# What the task requires
Please reproduce the full set of data below exactly.

Record excerpts START

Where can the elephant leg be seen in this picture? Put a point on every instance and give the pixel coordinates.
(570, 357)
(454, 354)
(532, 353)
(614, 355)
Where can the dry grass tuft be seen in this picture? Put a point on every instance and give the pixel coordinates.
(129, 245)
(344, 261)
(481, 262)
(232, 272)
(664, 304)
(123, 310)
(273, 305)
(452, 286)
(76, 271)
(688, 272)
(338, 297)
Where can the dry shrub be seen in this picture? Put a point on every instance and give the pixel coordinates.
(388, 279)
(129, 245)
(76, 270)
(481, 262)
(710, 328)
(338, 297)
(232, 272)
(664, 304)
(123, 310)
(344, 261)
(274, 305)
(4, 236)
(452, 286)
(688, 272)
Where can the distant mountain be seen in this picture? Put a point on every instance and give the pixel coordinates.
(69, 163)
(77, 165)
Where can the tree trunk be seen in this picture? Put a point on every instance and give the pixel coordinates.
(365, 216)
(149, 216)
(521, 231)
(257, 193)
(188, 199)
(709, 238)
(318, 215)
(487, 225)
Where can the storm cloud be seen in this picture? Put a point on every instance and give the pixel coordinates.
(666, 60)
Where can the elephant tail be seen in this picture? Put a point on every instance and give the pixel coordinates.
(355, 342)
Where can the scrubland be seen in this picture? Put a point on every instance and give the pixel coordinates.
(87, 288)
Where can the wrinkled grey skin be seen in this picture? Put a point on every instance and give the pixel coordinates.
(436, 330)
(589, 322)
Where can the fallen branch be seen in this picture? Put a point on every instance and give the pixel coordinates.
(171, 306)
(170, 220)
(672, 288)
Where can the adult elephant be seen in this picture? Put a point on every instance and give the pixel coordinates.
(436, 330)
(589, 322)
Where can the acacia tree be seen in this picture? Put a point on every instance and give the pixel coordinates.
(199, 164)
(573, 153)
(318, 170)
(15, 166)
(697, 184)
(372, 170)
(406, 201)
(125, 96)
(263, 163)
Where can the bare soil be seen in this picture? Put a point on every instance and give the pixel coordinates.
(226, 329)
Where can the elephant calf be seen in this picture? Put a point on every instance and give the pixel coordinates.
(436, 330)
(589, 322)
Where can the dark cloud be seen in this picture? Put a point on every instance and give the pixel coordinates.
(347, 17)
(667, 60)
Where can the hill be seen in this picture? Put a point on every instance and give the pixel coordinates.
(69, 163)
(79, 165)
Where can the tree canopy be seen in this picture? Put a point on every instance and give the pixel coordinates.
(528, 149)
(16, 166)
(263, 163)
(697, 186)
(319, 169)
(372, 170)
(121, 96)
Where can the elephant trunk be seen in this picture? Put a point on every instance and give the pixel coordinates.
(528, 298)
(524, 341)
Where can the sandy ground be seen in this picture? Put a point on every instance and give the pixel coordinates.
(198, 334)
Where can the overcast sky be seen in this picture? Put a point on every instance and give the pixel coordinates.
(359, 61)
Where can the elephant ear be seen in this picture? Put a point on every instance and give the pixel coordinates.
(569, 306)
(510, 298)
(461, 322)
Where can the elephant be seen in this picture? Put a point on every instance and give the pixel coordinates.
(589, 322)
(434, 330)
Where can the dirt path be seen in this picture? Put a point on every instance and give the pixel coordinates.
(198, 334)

Record excerpts END

# Answer to the problem
Where can the elephant leg be seen in this picture? Put a point on every instance and give the pixel coordinates.
(570, 357)
(454, 354)
(532, 353)
(614, 355)
Where can the dry grass tuft be seen in this picture? Put a point on every instance and give the pixel coordinates.
(129, 245)
(344, 261)
(481, 262)
(232, 272)
(664, 304)
(123, 310)
(273, 305)
(452, 286)
(76, 271)
(688, 272)
(338, 297)
Where can the dry shrub be seen in this picture? Put a point on every instance and give the pixel coordinates.
(388, 279)
(129, 245)
(76, 270)
(481, 262)
(710, 328)
(338, 297)
(232, 272)
(664, 304)
(123, 310)
(344, 261)
(274, 305)
(4, 236)
(452, 286)
(688, 272)
Where can the distant mountain be seen in this picture? Put a point on every instance and give the pixel coordinates.
(69, 163)
(77, 165)
Where can the tree trunk be seen in this picture? Put a point on every instance and give the pixel coordinates.
(365, 216)
(149, 216)
(521, 231)
(257, 193)
(188, 199)
(709, 238)
(318, 215)
(487, 225)
Where can the storm cloud be seen in this picture? Put a point on every instance and give the pixel coordinates.
(666, 60)
Where can the elephant tail be seen in this picture? Put a point on every instance and give the pixel coordinates.
(355, 342)
Where can the scrubland be seen in this picture? Put a point on every instance and give the pixel coordinates.
(87, 288)
Where can the wrinkled grey skin be seen in this picture? Put a point on every instance and give the pixel coordinates.
(436, 330)
(589, 322)
Where can the fallen branch be seen in this picture? Put a point on every instance and give the pixel coordinates.
(171, 306)
(170, 220)
(672, 288)
Where can the adult elephant be seen in this picture? Put a point on every instance and give the pixel coordinates.
(436, 330)
(589, 322)
Where can the acacia tree be seen in this picture? Put a point on every instance and give the pixel coordinates.
(199, 164)
(573, 153)
(318, 170)
(15, 166)
(697, 184)
(372, 170)
(406, 201)
(125, 96)
(263, 163)
Where can the bare soil be seen in this picture? Put a point on every instance and give the pixel coordinates.
(226, 329)
Where can the elephant calf be seen in this picture? Put a point on every instance and give the pixel coordinates.
(436, 330)
(589, 322)
Where can the dark cloud be seen in this picture? Put a point on every instance and give the pixel coordinates.
(347, 17)
(667, 60)
Where can the hill be seen in this picture? Put a point on every instance and give the pixel coordinates.
(69, 163)
(79, 165)
Where can the tree canopy be seen in this picture? Put a point on every instance and give the pixel coordinates.
(528, 149)
(16, 166)
(263, 163)
(697, 186)
(319, 169)
(372, 170)
(121, 96)
Where can the elephant trunk be seen in this picture? Put a point on every instance and give the pixel coordinates.
(528, 298)
(524, 341)
Where can the sandy ground be seen in this picture? Put a point on every instance and give the pixel coordinates.
(198, 334)
Where can the overcast sky be seen in this picture? Put a point on every instance and give the pixel coordinates.
(359, 61)
Where can the elephant ear be seen in this picture? Put a point on every instance and give the pixel coordinates.
(569, 306)
(510, 298)
(461, 322)
Where can the elephant be seen in this picture? Put a point on every instance and give the pixel coordinates.
(589, 322)
(434, 330)
Where can the dirt path be seen in this picture? Put a point on every instance and give the pixel coordinates.
(198, 334)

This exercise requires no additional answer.